Copy out all of the material below word for word, keeping every line unchanged and in the same order.

**Data lines**
(begin)

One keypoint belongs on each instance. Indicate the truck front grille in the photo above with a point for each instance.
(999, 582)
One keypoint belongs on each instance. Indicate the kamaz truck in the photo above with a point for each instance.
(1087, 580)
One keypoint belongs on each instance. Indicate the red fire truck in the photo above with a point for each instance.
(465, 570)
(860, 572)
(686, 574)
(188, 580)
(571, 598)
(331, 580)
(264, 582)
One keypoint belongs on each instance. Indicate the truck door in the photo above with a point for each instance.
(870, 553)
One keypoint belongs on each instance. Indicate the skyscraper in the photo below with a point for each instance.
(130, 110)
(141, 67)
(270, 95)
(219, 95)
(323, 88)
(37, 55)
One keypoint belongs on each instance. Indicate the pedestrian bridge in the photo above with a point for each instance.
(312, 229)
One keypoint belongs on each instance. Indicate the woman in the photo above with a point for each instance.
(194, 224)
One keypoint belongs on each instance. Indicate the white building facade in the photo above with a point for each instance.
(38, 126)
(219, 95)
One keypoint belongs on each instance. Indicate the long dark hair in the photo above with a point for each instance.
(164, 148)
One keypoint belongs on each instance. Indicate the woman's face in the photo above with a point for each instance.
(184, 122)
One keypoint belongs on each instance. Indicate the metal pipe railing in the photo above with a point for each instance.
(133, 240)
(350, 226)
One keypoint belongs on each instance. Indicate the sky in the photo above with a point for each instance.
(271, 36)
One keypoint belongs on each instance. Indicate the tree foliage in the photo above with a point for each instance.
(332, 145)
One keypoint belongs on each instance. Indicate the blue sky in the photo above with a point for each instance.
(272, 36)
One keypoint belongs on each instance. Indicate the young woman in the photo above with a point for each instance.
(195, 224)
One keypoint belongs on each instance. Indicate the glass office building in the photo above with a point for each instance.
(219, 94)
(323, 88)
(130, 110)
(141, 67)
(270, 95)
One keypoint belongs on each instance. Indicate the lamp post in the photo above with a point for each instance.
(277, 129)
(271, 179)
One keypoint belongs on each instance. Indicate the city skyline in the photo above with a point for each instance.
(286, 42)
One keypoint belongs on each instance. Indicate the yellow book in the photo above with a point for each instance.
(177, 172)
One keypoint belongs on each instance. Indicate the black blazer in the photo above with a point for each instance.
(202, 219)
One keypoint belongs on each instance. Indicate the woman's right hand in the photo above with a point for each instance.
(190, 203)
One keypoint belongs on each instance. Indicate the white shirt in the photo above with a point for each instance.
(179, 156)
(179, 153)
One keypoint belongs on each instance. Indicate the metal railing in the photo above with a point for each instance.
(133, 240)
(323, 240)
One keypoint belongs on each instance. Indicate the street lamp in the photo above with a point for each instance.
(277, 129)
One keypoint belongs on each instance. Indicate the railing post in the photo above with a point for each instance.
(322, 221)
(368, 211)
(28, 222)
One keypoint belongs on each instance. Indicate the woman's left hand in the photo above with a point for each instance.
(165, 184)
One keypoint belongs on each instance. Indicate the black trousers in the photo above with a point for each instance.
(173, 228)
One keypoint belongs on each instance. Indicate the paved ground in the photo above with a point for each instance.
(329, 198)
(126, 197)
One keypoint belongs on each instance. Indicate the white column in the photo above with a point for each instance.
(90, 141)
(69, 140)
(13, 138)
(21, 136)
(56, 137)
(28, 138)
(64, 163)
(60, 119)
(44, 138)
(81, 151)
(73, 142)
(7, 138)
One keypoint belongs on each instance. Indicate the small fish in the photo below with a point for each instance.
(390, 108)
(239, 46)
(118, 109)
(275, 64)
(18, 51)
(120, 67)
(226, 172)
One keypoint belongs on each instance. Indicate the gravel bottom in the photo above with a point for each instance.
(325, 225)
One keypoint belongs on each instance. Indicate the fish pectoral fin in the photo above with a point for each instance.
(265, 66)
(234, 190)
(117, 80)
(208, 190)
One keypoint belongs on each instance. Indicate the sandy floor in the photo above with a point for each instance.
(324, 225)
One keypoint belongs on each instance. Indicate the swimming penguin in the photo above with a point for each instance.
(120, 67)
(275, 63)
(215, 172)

(end)

**Solution**
One keypoint belongs on each instance. Indicate the truck front grille in the photo above with a point for each instance.
(999, 582)
One keypoint belongs on each instance. Indicate the kamaz truck in the photo above with a point for each instance.
(1087, 580)
One keypoint belongs on each instance. Indicate the red fire truck in the photo above with a point for each instance.
(465, 570)
(860, 572)
(686, 574)
(188, 580)
(571, 598)
(331, 580)
(264, 582)
One keypoint belongs on each instance. Indicate the truck door in the photo above with a point for each instance.
(870, 553)
One keypoint belongs on each instance. Indicate the skyscraper in the photo below with a point for each instance.
(130, 110)
(141, 67)
(270, 95)
(219, 95)
(323, 88)
(37, 55)
One keypoint belongs on each instance. Indicate the pedestrian bridge in the photo above with a point for each instance.
(312, 229)
One keypoint belongs on each instance. Indicate the woman in the photo above with a point for each instance.
(194, 224)
One keypoint belongs on each instance. Indicate the white building facade in the photo above with a point for each instance.
(38, 126)
(219, 95)
One keypoint belongs on each instance. Indicate the long dark hair in the photo above with a point for each instance.
(164, 148)
One keypoint belongs on each instance. Indicate the woman's face in the photo above with a point for each instance.
(184, 122)
One keypoint belongs on each instance. Indicate the metal pipe railing in the photo above with a point for each instance.
(133, 240)
(350, 226)
One keypoint belongs on each instance. Indicate the sky in the photo above with a point for each instance.
(271, 36)
One keypoint belongs on each instance. Indicate the tree foliage in the photo above with a point for each instance.
(332, 145)
One keypoint belongs on each instance. Indicate the blue sky in the photo above with a point for each instance.
(272, 36)
One keypoint belongs on each instance. Indicate the young woman in the photo above with a point for each instance.
(195, 224)
One keypoint belongs on each instance. Indicate the glass office building in the photo above with a point for each instance.
(219, 94)
(323, 88)
(130, 110)
(141, 67)
(270, 95)
One keypoint belongs on each instance. Indicate the lamp post in the photo above with a point for each instance.
(277, 129)
(271, 179)
One keypoint belongs on each instance. Indicate the city skyline in the photo above with a point for each instance.
(286, 42)
One keypoint belongs on each instance. Indicate the yellow book in the photo above with a point for each instance.
(177, 172)
One keypoint belongs on each instance. Indicate the black blazer in the photo above with a point for each instance.
(202, 219)
One keypoint belongs on each instance. Indicate the woman's right hand in the photo above with a point for each instance.
(190, 203)
One keypoint belongs on each instance. Indicate the white shirt in the photo above with a point for each instance.
(179, 156)
(179, 153)
One keypoint belongs on each instance. Indicate the metal railing in the photo above with a point for each instance.
(133, 240)
(323, 240)
One keypoint belongs on each instance. Indicate the street lamp in the photo above with a point for each instance.
(277, 129)
One keypoint belongs on each instance. Indicate the railing post in the photo above with a point for each instance.
(322, 221)
(368, 211)
(28, 222)
One keypoint belongs on each instance. Indicate the woman's left hand in the photo above with a point for each instance.
(165, 184)
One keypoint belongs on each instance. Indicate the black trousers in the photo above with a point for each instance.
(173, 228)
One keypoint belongs on each instance. Indicate the paved ground in the photo above with a point for each instance.
(329, 198)
(126, 197)
One keypoint belongs on each instance. Indicate the white column in the photo above with a point for each instance.
(90, 141)
(69, 140)
(13, 138)
(21, 136)
(56, 137)
(28, 138)
(64, 163)
(60, 119)
(44, 138)
(81, 151)
(73, 142)
(7, 138)
One keypoint belongs on each instance. Indicate the small fish in the photo below with a point for each instance.
(390, 108)
(239, 46)
(118, 109)
(275, 64)
(18, 51)
(120, 67)
(226, 172)
One keypoint belongs on each instance. Indicate the gravel bottom in the photo above with a point for each instance.
(325, 225)
One keypoint belongs on each instance. Indicate the fish pectoral fin in the photo above with a point for each instance.
(265, 66)
(234, 190)
(117, 80)
(208, 190)
One keypoint belongs on each instance. Indicate the sandy floor in the photo above with a point for each instance.
(324, 225)
One keypoint belongs on each instance. Indicate the swimming penguin in the photo above with a point for each instance.
(120, 67)
(275, 63)
(215, 172)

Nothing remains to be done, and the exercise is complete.